Source document:

No. 13 – Incheon Shinhan Bank S-Birds
- Position: Forward
- League: WKBL

Personal information
- Born: February 27, 1990 (age 36) Incheon, South Korea
- Listed height: 5 ft 11 in (1.80 m)

Career information
- High school: Myeongsin (Bupyeong-gu, Incheon)
- WNBA draft: 2012: undrafted
- Playing career: 2007–present

Career history
- 2007–2022: Incheon Shinhan Bank S-Birds
- 2022–present: Asan Woori Bank Wibee

Career highlights
- FIBA Asia All-Tournament Team (2015); 5× WKBL champion (2008–2012); 3× WKBL Best 5 (2011, 2012, 2015);

= Kim Dan-bi =

South Korean basketball player

Kim Dan-bi (born 27 February 1990) is a South Korean professional basketball player.

==Career==
===WKBL===
In 2007, Kim began her professional career with the Incheon Shinhan Bank S-Birds for the 2007–08 season. Kim has since been a strong, consistent member of the S-Birds roster. In her early years, Kim was a part of a five-year streak of championships. During her time, she has also been awarded a place on the Best 5 team on three occasions.

Exercise description:
Could you copy the Kim Dan-bi profile word for word, beginning at "Career highlights" and stopping after "on three occasions."?

Extracted material:
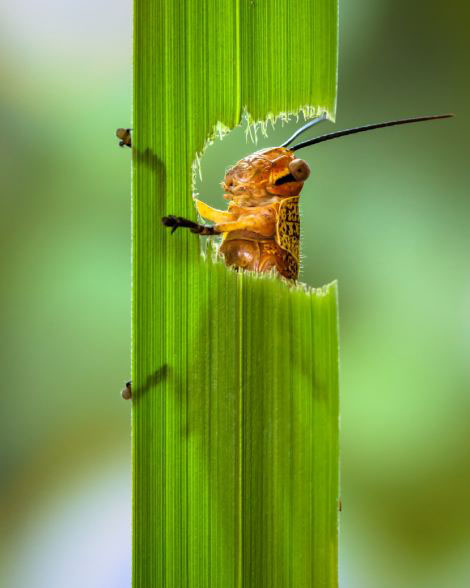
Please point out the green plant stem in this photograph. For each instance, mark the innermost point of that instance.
(235, 408)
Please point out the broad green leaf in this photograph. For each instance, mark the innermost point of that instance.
(235, 408)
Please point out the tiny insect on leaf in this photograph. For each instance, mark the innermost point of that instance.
(261, 228)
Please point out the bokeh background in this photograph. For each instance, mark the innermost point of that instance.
(385, 213)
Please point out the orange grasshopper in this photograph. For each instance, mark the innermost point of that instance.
(261, 228)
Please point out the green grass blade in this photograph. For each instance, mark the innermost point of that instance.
(235, 410)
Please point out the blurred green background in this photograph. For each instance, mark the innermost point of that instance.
(386, 213)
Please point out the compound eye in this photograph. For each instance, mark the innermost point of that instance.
(299, 169)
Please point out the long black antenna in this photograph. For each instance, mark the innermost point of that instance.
(391, 123)
(303, 129)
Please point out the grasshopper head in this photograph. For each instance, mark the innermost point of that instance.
(265, 174)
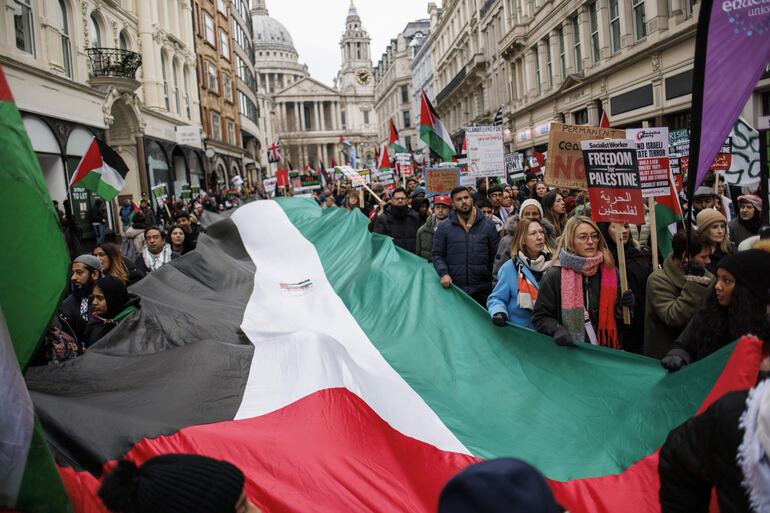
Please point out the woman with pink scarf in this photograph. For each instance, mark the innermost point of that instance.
(578, 299)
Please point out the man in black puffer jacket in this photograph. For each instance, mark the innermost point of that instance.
(464, 248)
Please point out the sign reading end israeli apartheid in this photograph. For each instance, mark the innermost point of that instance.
(565, 157)
(612, 175)
(652, 156)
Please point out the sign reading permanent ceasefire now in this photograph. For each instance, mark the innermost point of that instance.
(614, 188)
(565, 167)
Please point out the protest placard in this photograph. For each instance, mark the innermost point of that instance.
(441, 180)
(565, 157)
(514, 166)
(652, 156)
(485, 151)
(612, 175)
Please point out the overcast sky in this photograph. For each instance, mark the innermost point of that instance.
(316, 27)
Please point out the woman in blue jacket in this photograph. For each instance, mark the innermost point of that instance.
(518, 280)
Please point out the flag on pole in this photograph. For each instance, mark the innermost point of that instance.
(29, 481)
(498, 121)
(101, 170)
(384, 159)
(395, 141)
(274, 151)
(296, 375)
(433, 132)
(668, 211)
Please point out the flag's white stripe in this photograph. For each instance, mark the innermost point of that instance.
(16, 421)
(307, 340)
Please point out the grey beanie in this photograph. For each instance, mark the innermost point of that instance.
(89, 260)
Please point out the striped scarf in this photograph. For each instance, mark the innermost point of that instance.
(572, 299)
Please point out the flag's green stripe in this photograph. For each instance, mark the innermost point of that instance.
(572, 412)
(436, 143)
(34, 266)
(94, 183)
(41, 488)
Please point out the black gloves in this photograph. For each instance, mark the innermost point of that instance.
(499, 319)
(675, 360)
(562, 337)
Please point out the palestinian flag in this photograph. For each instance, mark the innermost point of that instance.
(31, 285)
(383, 162)
(668, 211)
(433, 132)
(101, 170)
(395, 141)
(286, 347)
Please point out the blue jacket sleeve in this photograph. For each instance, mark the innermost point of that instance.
(439, 251)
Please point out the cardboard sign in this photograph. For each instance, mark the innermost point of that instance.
(612, 174)
(652, 155)
(485, 151)
(441, 180)
(565, 156)
(514, 166)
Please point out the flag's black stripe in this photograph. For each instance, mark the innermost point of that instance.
(181, 361)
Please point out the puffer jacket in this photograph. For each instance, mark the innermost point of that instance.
(467, 257)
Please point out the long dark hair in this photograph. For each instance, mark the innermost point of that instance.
(717, 325)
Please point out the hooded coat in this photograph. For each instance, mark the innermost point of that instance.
(467, 257)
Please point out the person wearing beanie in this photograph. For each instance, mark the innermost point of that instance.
(736, 306)
(110, 305)
(503, 485)
(748, 222)
(724, 448)
(713, 225)
(176, 483)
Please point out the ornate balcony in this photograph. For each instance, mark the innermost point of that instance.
(114, 67)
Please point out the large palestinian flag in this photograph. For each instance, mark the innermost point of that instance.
(335, 370)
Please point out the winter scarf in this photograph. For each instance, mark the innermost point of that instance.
(572, 298)
(155, 262)
(752, 453)
(527, 289)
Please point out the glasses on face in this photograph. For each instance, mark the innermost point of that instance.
(584, 237)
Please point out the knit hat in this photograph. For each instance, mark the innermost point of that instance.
(750, 270)
(707, 217)
(89, 260)
(500, 485)
(173, 483)
(531, 201)
(755, 200)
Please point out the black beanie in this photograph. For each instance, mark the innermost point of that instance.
(115, 293)
(173, 483)
(503, 485)
(751, 269)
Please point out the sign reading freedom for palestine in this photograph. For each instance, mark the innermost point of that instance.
(614, 188)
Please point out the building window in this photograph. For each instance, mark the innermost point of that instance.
(231, 132)
(615, 25)
(66, 44)
(227, 87)
(213, 82)
(593, 17)
(577, 50)
(548, 62)
(537, 68)
(22, 22)
(562, 55)
(208, 29)
(640, 19)
(94, 33)
(581, 117)
(224, 44)
(164, 74)
(216, 127)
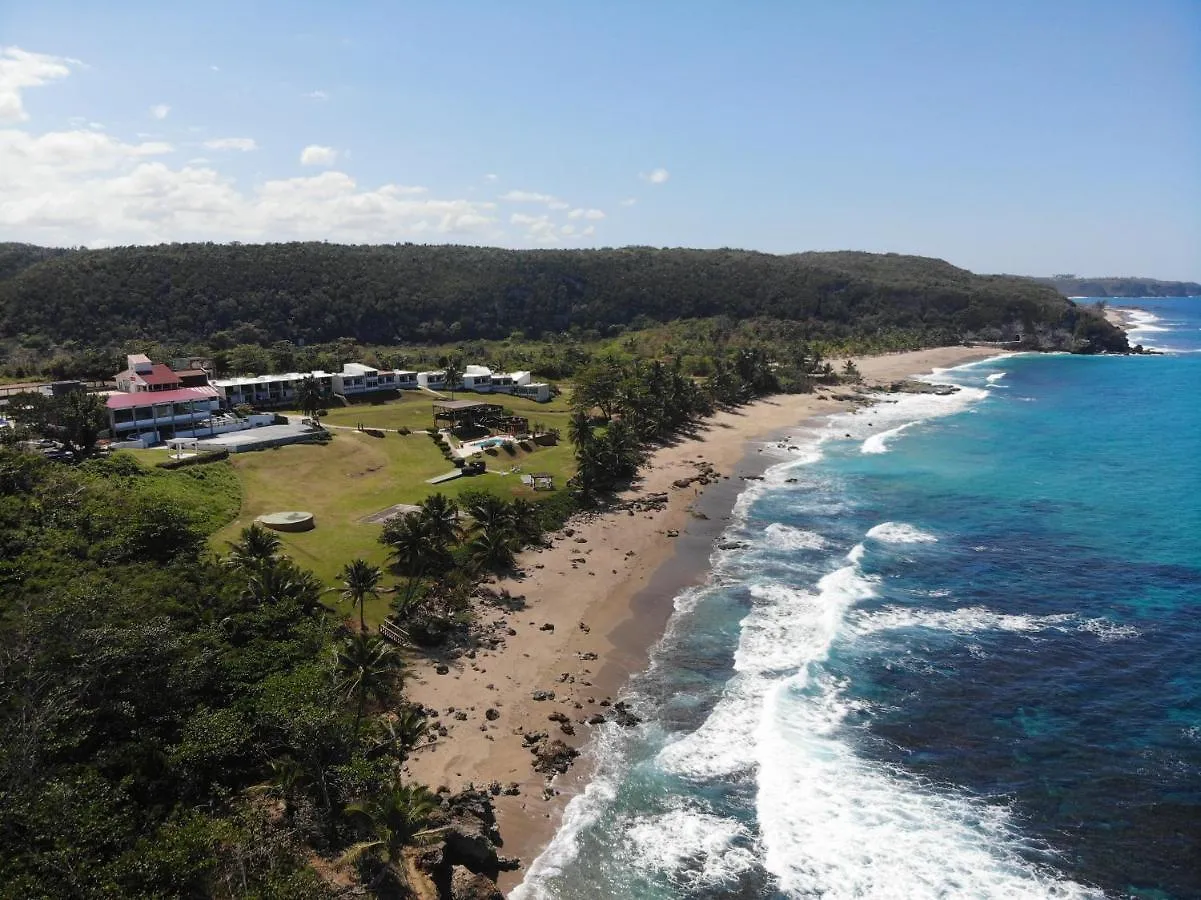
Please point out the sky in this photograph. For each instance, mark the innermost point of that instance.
(1029, 137)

Completed exercise:
Career highlights
- FIBA Asia All-Tournament Team (2015); 5× WKBL champion (2008–2012); 3× WKBL Best 5 (2011, 2012, 2015);

= Kim Dan-bi =

South Korean basketball player

Kim Dan-bi (born 27 February 1990) is a South Korean professional basketball player.

==Career==
===WKBL===
In 2007, Kim began her professional career with the Incheon Shinhan Bank S-Birds for the 2007–08 season. Kim has since been a strong, consistent member of the S-Birds roster. In her early years, Kim was a part of a five-year streak of championships. During her time, she has also been awarded a place on the Best 5 team on three occasions.